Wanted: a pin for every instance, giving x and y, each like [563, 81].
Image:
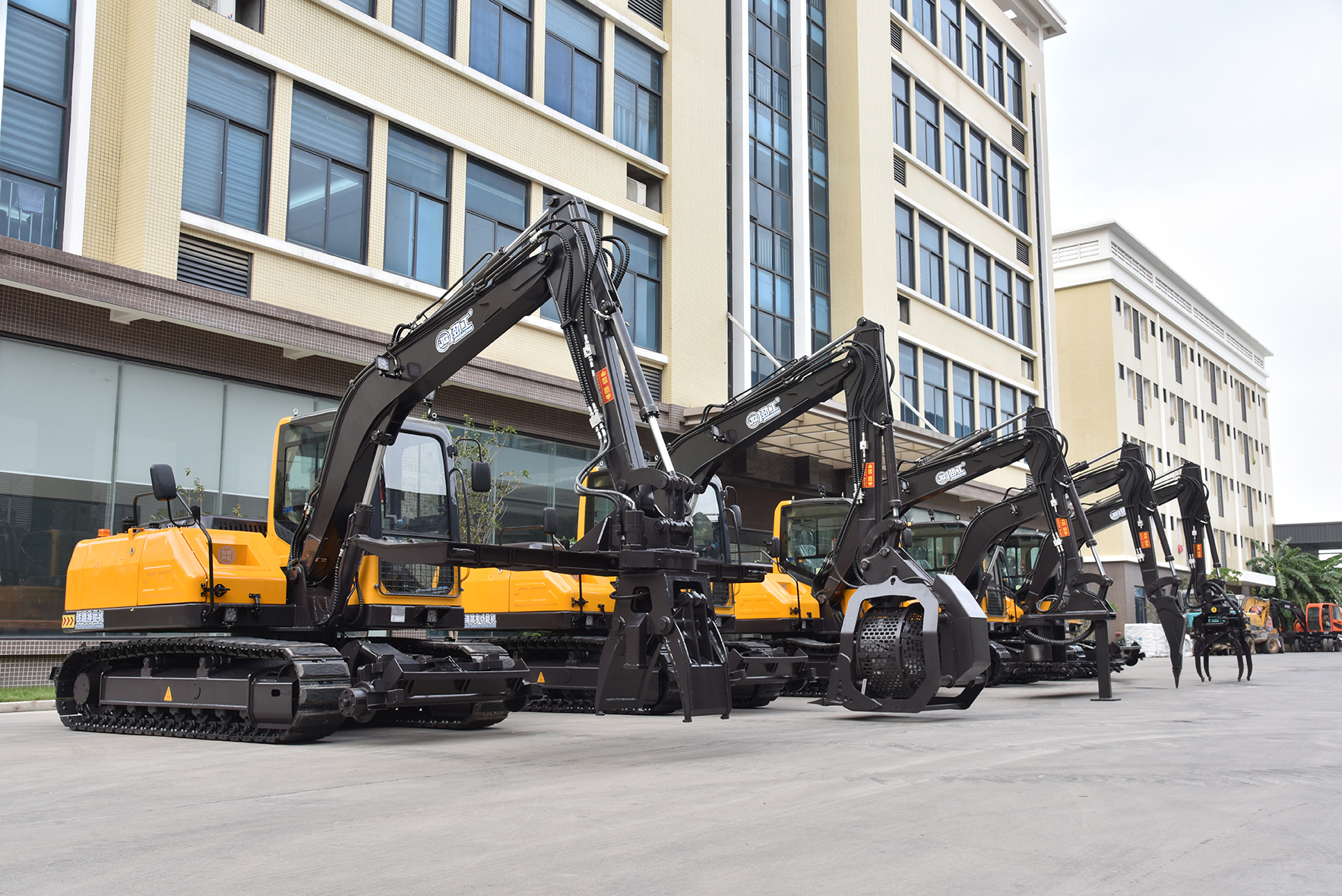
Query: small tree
[1301, 578]
[486, 510]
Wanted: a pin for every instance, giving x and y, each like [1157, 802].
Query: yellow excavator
[364, 537]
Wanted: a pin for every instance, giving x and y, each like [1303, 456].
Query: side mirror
[163, 482]
[481, 476]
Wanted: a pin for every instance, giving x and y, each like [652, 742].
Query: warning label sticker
[603, 382]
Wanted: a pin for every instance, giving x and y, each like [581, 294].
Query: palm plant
[1301, 578]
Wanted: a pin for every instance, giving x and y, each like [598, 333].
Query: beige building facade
[1147, 359]
[215, 214]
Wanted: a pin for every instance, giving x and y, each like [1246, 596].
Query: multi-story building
[891, 164]
[1145, 357]
[217, 211]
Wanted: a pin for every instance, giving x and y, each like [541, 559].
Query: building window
[930, 278]
[951, 30]
[974, 47]
[999, 177]
[495, 210]
[905, 245]
[1003, 282]
[925, 19]
[909, 384]
[573, 62]
[429, 22]
[1021, 208]
[771, 187]
[900, 90]
[979, 166]
[418, 173]
[993, 54]
[638, 97]
[819, 136]
[964, 389]
[328, 176]
[983, 290]
[501, 42]
[34, 121]
[227, 147]
[986, 403]
[957, 252]
[954, 150]
[1008, 405]
[1024, 314]
[1014, 86]
[641, 290]
[929, 152]
[935, 392]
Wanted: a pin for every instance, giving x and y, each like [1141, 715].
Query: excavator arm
[1137, 503]
[644, 543]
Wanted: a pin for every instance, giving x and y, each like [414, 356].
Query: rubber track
[320, 673]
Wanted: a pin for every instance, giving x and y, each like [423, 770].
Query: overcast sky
[1212, 131]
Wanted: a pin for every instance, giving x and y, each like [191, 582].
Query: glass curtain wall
[771, 185]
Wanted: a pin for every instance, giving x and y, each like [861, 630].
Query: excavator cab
[807, 531]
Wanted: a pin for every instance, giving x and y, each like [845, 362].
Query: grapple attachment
[904, 641]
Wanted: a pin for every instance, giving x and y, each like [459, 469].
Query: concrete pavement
[1214, 787]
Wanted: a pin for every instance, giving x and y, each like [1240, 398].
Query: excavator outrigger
[1016, 655]
[804, 527]
[306, 662]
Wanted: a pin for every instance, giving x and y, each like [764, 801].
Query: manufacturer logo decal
[603, 382]
[455, 333]
[762, 415]
[951, 475]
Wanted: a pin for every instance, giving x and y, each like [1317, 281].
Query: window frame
[632, 315]
[977, 169]
[956, 164]
[68, 100]
[639, 86]
[999, 182]
[467, 262]
[1021, 198]
[332, 160]
[928, 131]
[1005, 319]
[267, 148]
[900, 105]
[932, 392]
[446, 200]
[925, 262]
[599, 62]
[974, 58]
[906, 243]
[451, 24]
[530, 43]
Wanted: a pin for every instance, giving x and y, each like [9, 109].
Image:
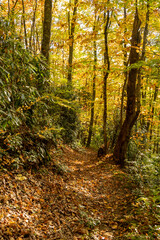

..........

Copy all of the lines above with "excavator" changed to "digger" everywhere it appears and nothing else altered. Leave the pictures out.

Finished task:
Wanted: a pin for every instance, giving x and y, each like [563, 81].
Image:
Query: small tree
[1301, 578]
[486, 510]
Wanted: a pin for every instance, giving x and y, each like [1157, 802].
Query: yellow digger
[364, 537]
Wanted: a pin for every instance, giving x and y, each like [1303, 456].
Query: side mirror
[163, 482]
[481, 476]
Wanted: a pin for every instance, giving x and y, each like [652, 742].
Query: warning label sticker
[603, 382]
Wanted: a pin for every instance, giving x and y, each like [581, 294].
Query: palm plant
[1301, 578]
Wanted: a pin for every instance, giving x and y, each like [598, 333].
Query: beige building facade
[1147, 359]
[215, 214]
Wanted: a pin for every instance, giving x and y, each like [1246, 596].
Query: multi-story building
[891, 164]
[1145, 357]
[217, 211]
Wanted: a pin for every instance, giving x and y, each like [541, 559].
Query: building window
[930, 278]
[951, 30]
[974, 47]
[999, 177]
[495, 210]
[905, 245]
[1003, 282]
[925, 19]
[909, 384]
[573, 62]
[429, 22]
[1021, 208]
[771, 187]
[900, 90]
[979, 166]
[418, 173]
[993, 54]
[638, 97]
[819, 136]
[964, 389]
[328, 176]
[983, 290]
[501, 42]
[34, 121]
[227, 147]
[986, 403]
[957, 252]
[954, 150]
[1008, 405]
[1024, 314]
[1014, 86]
[641, 290]
[929, 152]
[935, 392]
Wanted: a pin for every instance, giving x and y, each like [1141, 715].
Query: digger arm
[1137, 503]
[644, 543]
Wanted: a pin for every instance, giving x and y, each like [414, 356].
Query: rubber track
[320, 673]
Wanted: a pin for every instance, giving x and y, each like [423, 770].
Query: overcast sky
[1212, 131]
Wanted: a pin for every instance, giving x and y, each like [191, 582].
Query: glass curtain wall
[771, 185]
Wanted: a pin for every instance, giving x and y, each like [861, 630].
Query: digger cab
[807, 531]
Wanted: a pin for every instance, giving x and y, each like [845, 362].
Query: grapple attachment
[904, 641]
Wanted: a pin for every instance, giving x and y, each like [459, 469].
Query: concrete pavement
[1214, 787]
Wanted: a pin for every instance, giving x and y, each like [1240, 398].
Query: digger outrigger
[1016, 655]
[804, 527]
[306, 662]
Wanted: a pin for every instance, giving x and y, each like [764, 801].
Query: manufacturer logo decal
[603, 382]
[455, 333]
[762, 415]
[951, 475]
Wanted: a pin for every instance, giving x and y, each like [1317, 281].
Query: window frame
[632, 315]
[977, 169]
[956, 164]
[68, 100]
[639, 86]
[999, 182]
[467, 262]
[1021, 198]
[332, 160]
[928, 131]
[1005, 319]
[267, 148]
[900, 105]
[932, 392]
[446, 200]
[925, 262]
[599, 62]
[974, 58]
[906, 243]
[451, 24]
[530, 43]
Wanted: a pin for every instance, giving x and y, each like [9, 109].
Image:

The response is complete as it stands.